● AANGELEVERDE TEKST:
Diagnose van de tong

Jef de Vriese • 82 - 2006/07 • Uitgave: 25
Onze tong heeft een gigantische invloed op onze geestelijke toestand. Volgroeide zonde heeft de dood als resultaat (Jak. 1:15). De negatieve gevolgen tasten het hele leven aan, wat zich uitdrukt in boosheid (Jak. 1:20), misleiding (1:26), anderen verkeerd behandelen (Jak. 2:3, 6), onderlinge strijd (Jak. 4:1), trotse grootspraak (Jak. 4:16) en niet menen wat wij zeggen (Jak. 5:12). Films en soaps lopen over van deze ongerechtigheid, maar veel ‘christenen’ zitten wel te kijken en te genieten van de zonde die ze zien. De tentoongestelde begeerte vult de schuilhoeken van het hart. Wie zo aandacht besteedt aan het vlees kan zich onmogelijk onbesmet van de wereld bewaren (Rom. 13:14).
Het is huiveringwekkend dat heel dit proces gedirigeerd wordt vanuit de hel. Het woord ‘hel’ roept bij de Jood de gedacht op aan de Hinnon-vallei, een grote afvalberg van rommel en dode karkassen, die voortdurend in brand staat en waar niets nog bruikbaar is. Het vuur van de tong is het vuur van de hel. Zij verbrandt al het goede dat in de buurt is. Zij is onder de orkestratie van de duivel en zijn demonen. Gladde woorden verbergen oorlog in het hart. Zij wrijven zonder liefde de waarheid als zout in de wonde. Zij werken als oorlogswapens, zwaarden en dolksteken (Ps. 55:21; 59:7; 64:3). Het is gemakkelijker een wild dier te temmen, dan de tong te beheersen. Zij is een onberekenbaar dodelijk gif met onberekenbare schade.
Wij stellen die diagnose over de tong van een ander. Zelden stellen we die voor eigen tong. Onderscheiden wij ons hart dan niet?

● UIT TE VOEREN: Geef het stuk uit de tekst over de tong woordelijk weer, van "Het is huiveringwekkend" tot en met "met onberekenbare schade.". Het materiaal speelt hierbij geen enkele rol.

● AANGELEVERD MATERIAAL:
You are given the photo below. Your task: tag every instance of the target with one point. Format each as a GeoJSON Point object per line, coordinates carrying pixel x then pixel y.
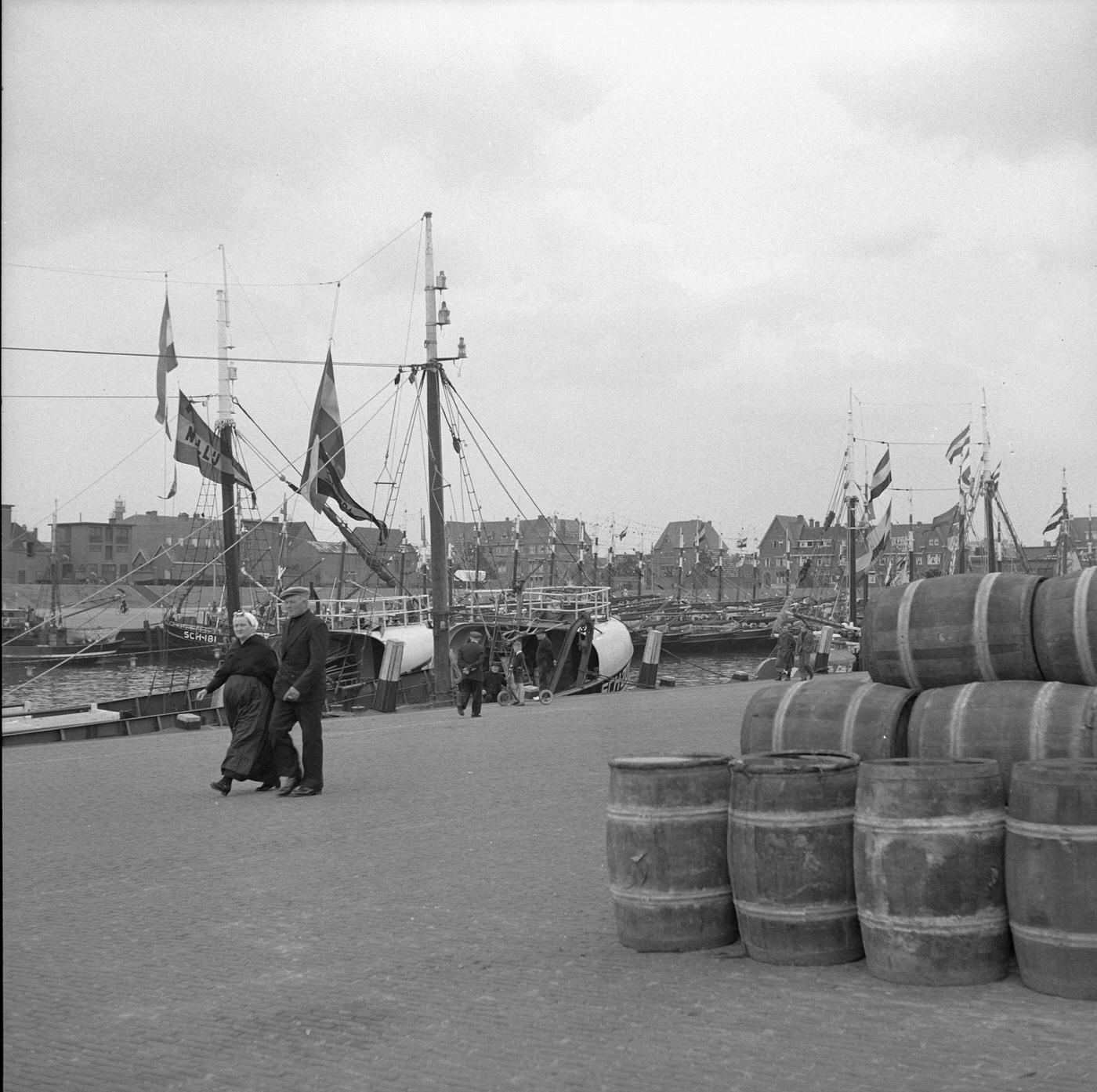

● RESULTAAT:
Het is huiveringwekkend dat heel dit proces gedirigeerd wordt vanuit de hel. Het woord ‘hel’ roept bij de Jood de gedacht op aan de Hinnon-vallei, een grote afvalberg van rommel en dode karkassen, die voortdurend in brand staat en waar niets nog bruikbaar is. Het vuur van de tong is het vuur van de hel. Zij verbrandt al het goede dat in de buurt is. Zij is onder de orkestratie van de duivel en zijn demonen. Gladde woorden verbergen oorlog in het hart. Zij wrijven zonder liefde de waarheid als zout in de wonde. Zij werken als oorlogswapens, zwaarden en dolksteken (Ps. 55:21; 59:7; 64:3). Het is gemakkelijker een wild dier te temmen, dan de tong te beheersen. Zij is een onberekenbaar dodelijk gif met onberekenbare schade.